Ejercicios:
1: Responde estas preguntas con la información del texto sobre la oración sacerdotal de Cristo:
(a) ¿Por qué no necesitaba Cristo ofrecer una ofrenda expiatoria por sí mismo?
(b) ¿En qué lugar descendió la fuerza del Espíritu Santo sobre la Virgen orante?
(c) ¿Qué esperaba la Iglesia en gestación, reunida en torno a la Virgen?
2: Traduce al inglés esta oración del texto sobre la oración sacerdotal de Cristo: "El no necesita protegerse del Padre con una nube de incienso, contempla sin ningún velo el rostro del Eterno y no tiene porqué temer, la mirada del Padre no va a producir su muerte".

Texto del documento:
Cristo no necesitaba ofrecer una ofrenda expiatoria por sí mismo, pues El no tenía pecado; El no necesitaba esperar la hora indicada por la ley, ni tampoco dirigirse al Santuario en el templo, El está siempre y en todas partes en la presencia de Dios, su misma alma es el Santuario y ella no es solamente morada de Dios, sino que está inseparable y esencialmente unida al mismo Dios. El no necesita protegerse del Padre con una nube de incienso, contempla sin ningún velo el rostro del Eterno y no tiene porqué temer, la mirada del Padre no va a producir su muerte. De esa manera desvela Cristo el misterio del sumo sacerdocio; todos los suyos pueden oír cómo habla al Padre en el santuario de su corazón; sus discípulos han de experimentar de qué se trata y han de aprender también a hablar con el Padre en sus corazones (Cfr. Jn.17,1,ss.).

9       La oración sacerdotal de nuestro Salvador nos revela el misterio de las vida interior: la intimidad de las Personas divinas y la morada de Dios en el alma. En esa misteriosa profundidad se preparó y realizó, escondida y en silencio, la grandiosa obra de la salvación, y así se continuará hasta que al final de los tiempos todos alcancen la perfección en la unidad. En el silencio eterno de la vida divina fue concebida a sentencia de la salvación. En la soledad del silencioso aposento de Nazaret descendió la fuerza del Espíritu Santo sobre la Virgen orante, llevando así a plenitud la Encarnación del Salvador. Reunida en torno a la Virgen, silenciosa y orante, esperaba la Iglesia en gestación el nuevo derramamiento del Espíritu Paráclito que habría de vivificarla y conducirla a la claridad interior y a una actividad externa llena de frutos.

Registros proporcionados:
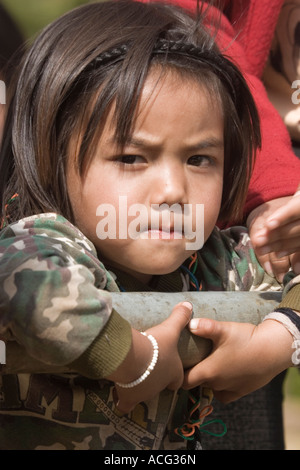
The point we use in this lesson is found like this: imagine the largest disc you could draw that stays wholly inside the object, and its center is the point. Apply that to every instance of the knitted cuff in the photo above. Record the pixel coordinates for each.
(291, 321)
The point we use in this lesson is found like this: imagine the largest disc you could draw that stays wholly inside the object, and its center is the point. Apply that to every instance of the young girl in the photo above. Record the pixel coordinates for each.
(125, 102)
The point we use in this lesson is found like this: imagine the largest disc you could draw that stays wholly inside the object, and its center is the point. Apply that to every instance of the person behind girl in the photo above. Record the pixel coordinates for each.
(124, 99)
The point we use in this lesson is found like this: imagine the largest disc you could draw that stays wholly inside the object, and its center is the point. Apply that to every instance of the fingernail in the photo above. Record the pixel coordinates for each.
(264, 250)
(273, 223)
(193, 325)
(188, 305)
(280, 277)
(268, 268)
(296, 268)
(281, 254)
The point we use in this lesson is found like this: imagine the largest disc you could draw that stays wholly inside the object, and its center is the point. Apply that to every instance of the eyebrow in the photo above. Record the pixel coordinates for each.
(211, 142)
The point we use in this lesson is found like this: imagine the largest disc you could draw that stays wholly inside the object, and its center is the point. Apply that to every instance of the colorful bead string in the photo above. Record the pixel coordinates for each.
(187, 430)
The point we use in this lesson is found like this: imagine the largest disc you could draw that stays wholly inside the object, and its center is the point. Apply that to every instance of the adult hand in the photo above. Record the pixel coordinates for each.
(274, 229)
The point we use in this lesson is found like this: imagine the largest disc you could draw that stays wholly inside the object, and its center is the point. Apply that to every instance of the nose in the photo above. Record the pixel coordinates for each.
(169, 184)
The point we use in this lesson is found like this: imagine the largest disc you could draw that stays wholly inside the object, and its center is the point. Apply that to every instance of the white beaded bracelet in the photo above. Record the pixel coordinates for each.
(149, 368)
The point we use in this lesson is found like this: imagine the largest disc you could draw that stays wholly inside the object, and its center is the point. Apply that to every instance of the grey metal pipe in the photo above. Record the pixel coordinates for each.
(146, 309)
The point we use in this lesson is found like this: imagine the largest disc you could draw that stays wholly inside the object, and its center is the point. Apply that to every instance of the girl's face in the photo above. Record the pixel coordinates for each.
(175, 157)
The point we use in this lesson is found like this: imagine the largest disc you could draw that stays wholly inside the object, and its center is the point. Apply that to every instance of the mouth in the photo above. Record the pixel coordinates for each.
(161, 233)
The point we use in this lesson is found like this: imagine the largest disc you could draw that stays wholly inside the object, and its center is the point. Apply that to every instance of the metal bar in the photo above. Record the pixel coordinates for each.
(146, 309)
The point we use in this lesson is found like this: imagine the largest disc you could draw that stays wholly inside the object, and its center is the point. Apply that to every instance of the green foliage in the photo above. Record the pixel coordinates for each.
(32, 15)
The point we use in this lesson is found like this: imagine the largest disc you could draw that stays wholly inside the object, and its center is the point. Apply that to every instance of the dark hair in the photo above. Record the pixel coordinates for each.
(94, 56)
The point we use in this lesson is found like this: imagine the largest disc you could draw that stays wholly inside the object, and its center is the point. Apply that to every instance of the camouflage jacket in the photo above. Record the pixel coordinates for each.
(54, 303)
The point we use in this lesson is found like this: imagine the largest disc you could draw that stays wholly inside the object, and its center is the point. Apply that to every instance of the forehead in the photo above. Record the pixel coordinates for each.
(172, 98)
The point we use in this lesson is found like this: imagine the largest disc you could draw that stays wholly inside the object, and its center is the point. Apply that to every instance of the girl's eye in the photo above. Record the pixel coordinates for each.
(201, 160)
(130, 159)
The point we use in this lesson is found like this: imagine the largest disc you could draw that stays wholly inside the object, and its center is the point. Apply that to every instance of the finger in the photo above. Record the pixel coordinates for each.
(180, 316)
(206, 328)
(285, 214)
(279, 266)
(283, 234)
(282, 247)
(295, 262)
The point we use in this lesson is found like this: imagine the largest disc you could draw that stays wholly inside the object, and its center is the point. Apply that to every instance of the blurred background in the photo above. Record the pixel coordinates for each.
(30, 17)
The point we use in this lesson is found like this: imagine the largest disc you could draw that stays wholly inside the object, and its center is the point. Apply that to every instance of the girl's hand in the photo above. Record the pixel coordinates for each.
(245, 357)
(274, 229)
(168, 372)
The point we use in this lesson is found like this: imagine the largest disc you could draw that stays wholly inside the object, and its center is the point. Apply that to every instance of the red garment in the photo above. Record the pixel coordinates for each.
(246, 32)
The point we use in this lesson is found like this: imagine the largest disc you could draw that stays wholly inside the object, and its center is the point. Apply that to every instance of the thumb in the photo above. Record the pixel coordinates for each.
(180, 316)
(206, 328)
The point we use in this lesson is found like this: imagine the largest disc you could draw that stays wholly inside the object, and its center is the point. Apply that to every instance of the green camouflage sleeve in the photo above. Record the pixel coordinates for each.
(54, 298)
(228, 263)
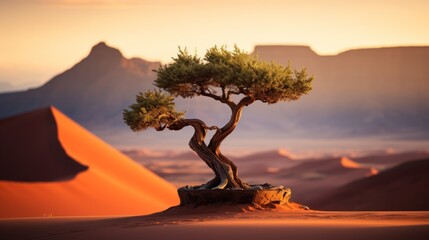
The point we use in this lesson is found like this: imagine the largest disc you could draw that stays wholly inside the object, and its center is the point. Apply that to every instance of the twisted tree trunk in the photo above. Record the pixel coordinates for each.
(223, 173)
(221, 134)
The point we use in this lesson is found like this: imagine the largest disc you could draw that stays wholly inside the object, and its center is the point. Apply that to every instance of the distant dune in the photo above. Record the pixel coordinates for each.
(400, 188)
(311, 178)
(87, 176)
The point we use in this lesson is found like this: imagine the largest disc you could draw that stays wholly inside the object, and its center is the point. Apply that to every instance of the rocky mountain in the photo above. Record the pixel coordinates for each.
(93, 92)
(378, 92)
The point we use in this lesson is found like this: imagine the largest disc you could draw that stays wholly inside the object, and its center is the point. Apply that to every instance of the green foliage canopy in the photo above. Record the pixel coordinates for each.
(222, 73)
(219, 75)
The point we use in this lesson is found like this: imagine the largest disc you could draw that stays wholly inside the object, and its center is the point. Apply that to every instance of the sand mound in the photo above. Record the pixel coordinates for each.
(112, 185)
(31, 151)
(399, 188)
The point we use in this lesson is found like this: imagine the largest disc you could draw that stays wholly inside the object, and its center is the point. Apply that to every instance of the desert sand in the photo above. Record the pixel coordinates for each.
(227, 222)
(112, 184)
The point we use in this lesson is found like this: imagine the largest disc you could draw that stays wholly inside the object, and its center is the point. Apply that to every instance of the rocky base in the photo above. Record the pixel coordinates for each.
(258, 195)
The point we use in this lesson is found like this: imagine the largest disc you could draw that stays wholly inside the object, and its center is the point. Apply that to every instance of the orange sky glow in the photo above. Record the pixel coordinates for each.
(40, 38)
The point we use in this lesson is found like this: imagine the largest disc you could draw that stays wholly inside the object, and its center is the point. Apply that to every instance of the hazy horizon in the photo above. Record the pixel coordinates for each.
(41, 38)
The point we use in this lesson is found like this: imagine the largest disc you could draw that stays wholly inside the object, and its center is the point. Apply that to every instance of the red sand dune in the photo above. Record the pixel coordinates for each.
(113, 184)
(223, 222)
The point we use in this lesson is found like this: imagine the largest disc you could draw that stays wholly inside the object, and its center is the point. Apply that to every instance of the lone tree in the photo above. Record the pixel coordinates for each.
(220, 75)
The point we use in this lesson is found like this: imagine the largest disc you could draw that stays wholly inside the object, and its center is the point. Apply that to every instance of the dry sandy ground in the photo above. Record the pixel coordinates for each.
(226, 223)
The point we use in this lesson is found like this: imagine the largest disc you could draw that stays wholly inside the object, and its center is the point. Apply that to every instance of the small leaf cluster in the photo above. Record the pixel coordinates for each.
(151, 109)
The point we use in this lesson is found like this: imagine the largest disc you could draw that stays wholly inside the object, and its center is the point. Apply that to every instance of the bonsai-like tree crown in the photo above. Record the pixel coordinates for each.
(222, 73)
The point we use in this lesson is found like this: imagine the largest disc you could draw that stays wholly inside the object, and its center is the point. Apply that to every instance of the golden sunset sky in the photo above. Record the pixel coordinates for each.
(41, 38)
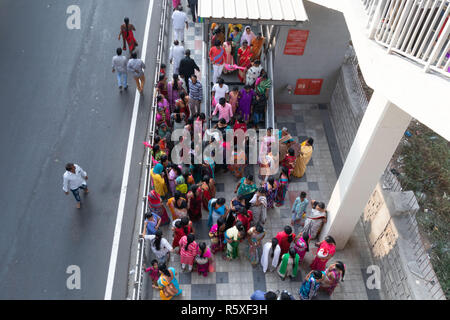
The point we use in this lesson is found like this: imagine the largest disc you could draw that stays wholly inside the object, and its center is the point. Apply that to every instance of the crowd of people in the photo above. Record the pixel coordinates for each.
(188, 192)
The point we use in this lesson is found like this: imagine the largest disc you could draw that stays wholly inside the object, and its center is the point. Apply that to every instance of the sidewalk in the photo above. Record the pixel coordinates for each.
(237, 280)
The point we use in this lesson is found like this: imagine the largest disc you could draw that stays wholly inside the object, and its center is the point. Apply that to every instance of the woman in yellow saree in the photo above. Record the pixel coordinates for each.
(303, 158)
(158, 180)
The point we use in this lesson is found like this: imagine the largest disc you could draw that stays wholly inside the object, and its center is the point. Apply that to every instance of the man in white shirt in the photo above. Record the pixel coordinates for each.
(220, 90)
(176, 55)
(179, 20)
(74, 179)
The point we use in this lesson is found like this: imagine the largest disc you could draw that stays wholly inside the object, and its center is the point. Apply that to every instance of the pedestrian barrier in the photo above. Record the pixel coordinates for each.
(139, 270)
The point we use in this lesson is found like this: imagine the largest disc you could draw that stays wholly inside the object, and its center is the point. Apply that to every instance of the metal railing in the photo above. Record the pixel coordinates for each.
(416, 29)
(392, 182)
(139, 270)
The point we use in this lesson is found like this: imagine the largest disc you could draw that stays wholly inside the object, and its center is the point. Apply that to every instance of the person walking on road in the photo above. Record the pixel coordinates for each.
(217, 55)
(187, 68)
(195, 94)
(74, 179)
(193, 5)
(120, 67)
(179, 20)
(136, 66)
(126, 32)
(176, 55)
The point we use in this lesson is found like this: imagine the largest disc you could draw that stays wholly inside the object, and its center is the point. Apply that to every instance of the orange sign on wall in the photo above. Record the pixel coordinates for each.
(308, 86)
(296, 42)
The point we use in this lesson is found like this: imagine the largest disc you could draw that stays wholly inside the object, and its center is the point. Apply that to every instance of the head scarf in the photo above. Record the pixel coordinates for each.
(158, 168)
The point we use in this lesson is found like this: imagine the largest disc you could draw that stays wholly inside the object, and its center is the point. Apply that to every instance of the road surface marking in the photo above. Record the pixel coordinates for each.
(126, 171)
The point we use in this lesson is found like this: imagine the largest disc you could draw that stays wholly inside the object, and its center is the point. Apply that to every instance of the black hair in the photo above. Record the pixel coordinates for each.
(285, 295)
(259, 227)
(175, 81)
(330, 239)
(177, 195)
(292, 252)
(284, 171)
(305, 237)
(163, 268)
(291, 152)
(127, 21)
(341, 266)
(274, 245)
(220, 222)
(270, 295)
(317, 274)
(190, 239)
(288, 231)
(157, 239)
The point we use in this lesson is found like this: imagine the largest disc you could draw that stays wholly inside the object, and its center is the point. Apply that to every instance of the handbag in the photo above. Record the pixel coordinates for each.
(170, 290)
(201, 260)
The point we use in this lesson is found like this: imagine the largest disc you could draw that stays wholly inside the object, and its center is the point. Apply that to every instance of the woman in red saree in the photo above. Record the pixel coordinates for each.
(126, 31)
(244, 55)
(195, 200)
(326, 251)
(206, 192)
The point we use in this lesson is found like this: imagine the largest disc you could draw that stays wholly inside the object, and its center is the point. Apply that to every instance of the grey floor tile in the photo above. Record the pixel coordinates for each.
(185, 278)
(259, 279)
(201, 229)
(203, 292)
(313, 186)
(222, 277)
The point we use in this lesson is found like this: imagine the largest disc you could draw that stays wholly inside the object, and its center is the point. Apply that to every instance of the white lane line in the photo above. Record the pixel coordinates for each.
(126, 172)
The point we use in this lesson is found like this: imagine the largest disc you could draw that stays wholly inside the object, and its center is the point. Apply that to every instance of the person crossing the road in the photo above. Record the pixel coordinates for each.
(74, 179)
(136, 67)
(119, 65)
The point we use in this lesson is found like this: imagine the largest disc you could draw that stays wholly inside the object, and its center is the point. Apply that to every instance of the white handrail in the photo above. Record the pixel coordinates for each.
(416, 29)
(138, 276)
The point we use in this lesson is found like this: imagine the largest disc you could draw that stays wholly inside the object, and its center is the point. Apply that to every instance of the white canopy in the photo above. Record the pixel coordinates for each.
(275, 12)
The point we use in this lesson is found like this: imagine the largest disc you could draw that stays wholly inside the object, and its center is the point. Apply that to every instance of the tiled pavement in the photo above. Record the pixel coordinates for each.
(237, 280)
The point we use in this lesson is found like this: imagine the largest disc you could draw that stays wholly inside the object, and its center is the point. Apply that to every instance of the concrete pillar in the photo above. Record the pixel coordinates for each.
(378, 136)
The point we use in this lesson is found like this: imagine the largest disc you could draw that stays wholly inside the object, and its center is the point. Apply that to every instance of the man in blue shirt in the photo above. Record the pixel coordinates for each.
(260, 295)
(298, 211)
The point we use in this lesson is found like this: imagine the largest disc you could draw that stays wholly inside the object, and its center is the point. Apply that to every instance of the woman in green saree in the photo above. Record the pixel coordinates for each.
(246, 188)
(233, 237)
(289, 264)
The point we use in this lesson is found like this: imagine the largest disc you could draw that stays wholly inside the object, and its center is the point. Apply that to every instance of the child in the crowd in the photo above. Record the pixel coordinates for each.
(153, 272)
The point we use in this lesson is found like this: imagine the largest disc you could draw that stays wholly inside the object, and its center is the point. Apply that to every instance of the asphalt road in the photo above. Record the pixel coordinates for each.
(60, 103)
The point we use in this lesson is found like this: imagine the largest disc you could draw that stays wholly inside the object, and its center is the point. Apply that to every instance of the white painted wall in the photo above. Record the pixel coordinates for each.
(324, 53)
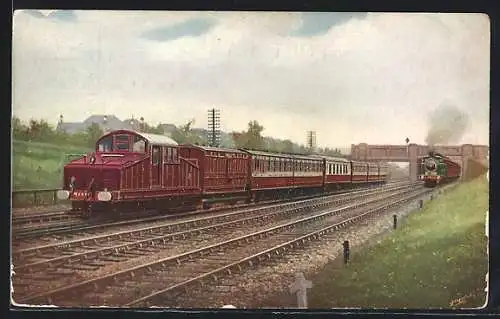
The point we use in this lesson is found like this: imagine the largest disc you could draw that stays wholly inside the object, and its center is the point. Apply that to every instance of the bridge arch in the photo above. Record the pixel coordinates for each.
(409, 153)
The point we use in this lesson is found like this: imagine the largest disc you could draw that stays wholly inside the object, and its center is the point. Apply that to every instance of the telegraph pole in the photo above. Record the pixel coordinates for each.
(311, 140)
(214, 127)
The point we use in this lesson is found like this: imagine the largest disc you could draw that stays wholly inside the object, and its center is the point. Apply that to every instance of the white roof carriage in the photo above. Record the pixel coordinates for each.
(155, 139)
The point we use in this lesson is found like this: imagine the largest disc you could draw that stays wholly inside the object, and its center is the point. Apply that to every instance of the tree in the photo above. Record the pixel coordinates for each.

Respuestas:
1:
(a) Porque Él no tenía pecado.
(b) En la soledad del silencioso aposento de Nazaret.
(c) El nuevo derramamiento del Espíritu Paráclito, que habría de vivificarla y conducirla a la claridad interior y a una actividad externa llena de frutos.

2: He does not need to shield Himself from the Father with a cloud of incense; He contemplates the face of the Eternal without any veil and has no reason to fear, for the Father's gaze will not bring about His death.